DOCUMENT SECTION: Begin

27th April 2026 – A Wizard’s Union and Copilot’s New Rules

Tech digest

Unions are casting spells in the gaming world while GitHub Copilot reveals its new billing incantation.

United Wizards of the Coast – CWA

Union Gaming Magic: The Gathering Workers’ Rights

The Magic: The Gathering Arena team has conjured a union, United Wizards of the Coast – CWA, aiming to improve working conditions and job security. With a magical pledge of support from the team, they call for voluntary recognition from WOTC leadership. This move is expected to ripple through the gaming industry, showcasing how collaborative spells can shape a fairer workspace.

This signals a significant shift in the gaming industry, reflecting a growing momentum for worker’s rights and collective bargaining.

GitHub Copilot is moving to usage-based billing

GitHub Billing Copilot AI Cloud Services

GitHub announced a shift to usage-based billing for Copilot, ending the era of flat-rate plans. Starting June 1st, users will consume GitHub AI Credits, aligned with actual usage—including token input, output, and cache. This change reflects Copilot’s evolution into a robust, agentic platform. Individual and enterprise plans remain unchanged, but new billing and budget controls offer more visibility for users.

Expect more transparent billing and potentially optimized costs for light users, but those heavily wielding Copilot’s automated powers may need to rethink their budgets.

Azure digest

Azure is shaking things up with some tool retirements and partnership pivots.

Retirement: Prompt Flow in Azure ML and Foundry

Plan Ahead Retirement

Azure Machine Learning Microsoft Foundry

Microsoft announced the retirement of Prompt Flow from Azure Machine Learning and Microsoft Foundry, effective April 20, 2027. The orchestration baton will pass to the Microsoft Agent Framework, promising enhanced capabilities.

Action Migrate: Begin preparations to transition workflows to the Microsoft Agent Framework to harness the expanded orchestration powers coming your way.

Microsoft and OpenAI end their exclusive and revenue-sharing deal

Plan Ahead Partnership Update

Azure AI OpenAI

In a surprising twist, Microsoft and OpenAI have decided to terminate their exclusive and revenue-sharing agreement, allowing OpenAI to explore new cloud vistas beyond Azure, notably Amazon’s Bedrock.

Action Review: Evaluate the potential impact on any dependencies with OpenAI services and prepare for possible changes in service offerings and agreements.

DOCUMENT SECTION: End
DATASET CONTENT: Begin

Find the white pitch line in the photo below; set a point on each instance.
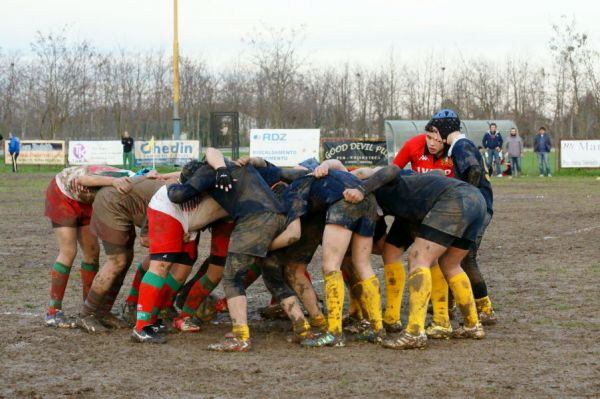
(20, 314)
(570, 233)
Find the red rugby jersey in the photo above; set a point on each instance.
(421, 160)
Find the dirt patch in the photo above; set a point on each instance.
(540, 256)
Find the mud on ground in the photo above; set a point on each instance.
(540, 256)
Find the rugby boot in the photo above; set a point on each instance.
(169, 313)
(112, 322)
(160, 327)
(58, 319)
(273, 312)
(488, 319)
(185, 324)
(129, 313)
(436, 331)
(208, 308)
(91, 324)
(231, 344)
(147, 335)
(370, 335)
(356, 326)
(394, 327)
(321, 340)
(475, 332)
(406, 341)
(221, 305)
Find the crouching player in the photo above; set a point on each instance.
(173, 232)
(260, 220)
(450, 214)
(114, 219)
(69, 199)
(346, 224)
(468, 167)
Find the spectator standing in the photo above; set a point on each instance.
(542, 144)
(128, 155)
(492, 142)
(14, 149)
(514, 152)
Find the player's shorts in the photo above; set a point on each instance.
(359, 218)
(402, 233)
(254, 233)
(219, 243)
(456, 218)
(380, 229)
(64, 211)
(302, 251)
(108, 223)
(165, 234)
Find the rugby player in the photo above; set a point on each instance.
(469, 167)
(69, 199)
(251, 203)
(449, 214)
(173, 232)
(345, 224)
(113, 221)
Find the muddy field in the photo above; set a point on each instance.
(541, 258)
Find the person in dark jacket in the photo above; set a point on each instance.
(14, 149)
(128, 154)
(542, 144)
(492, 142)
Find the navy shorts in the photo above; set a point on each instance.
(456, 218)
(359, 218)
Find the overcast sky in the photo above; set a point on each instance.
(335, 31)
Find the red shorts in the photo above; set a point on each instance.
(65, 211)
(165, 234)
(219, 243)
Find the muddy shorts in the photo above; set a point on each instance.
(456, 218)
(253, 234)
(64, 211)
(359, 218)
(219, 243)
(302, 251)
(402, 233)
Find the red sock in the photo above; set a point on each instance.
(87, 273)
(134, 291)
(150, 296)
(198, 293)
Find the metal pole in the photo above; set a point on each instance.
(176, 120)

DATASET CONTENT: End

> _EXERCISE DIRECTIONS_
Decide whether each statement agrees with the digest, answering yes or no and quoting the deciding words: (a) Prompt Flow's retirement takes effect on April 20, 2027. (b) Copilot's individual and enterprise plans will change under the new billing. (c) The end of the Microsoft–OpenAI agreement lets OpenAI look to clouds other than Azure.

> _PROBLEM SOLUTION_
(a) Yes: "effective April 20, 2027"
(b) No: "Individual and enterprise plans remain unchanged"
(c) Yes: "allowing OpenAI to explore new cloud vistas beyond Azure"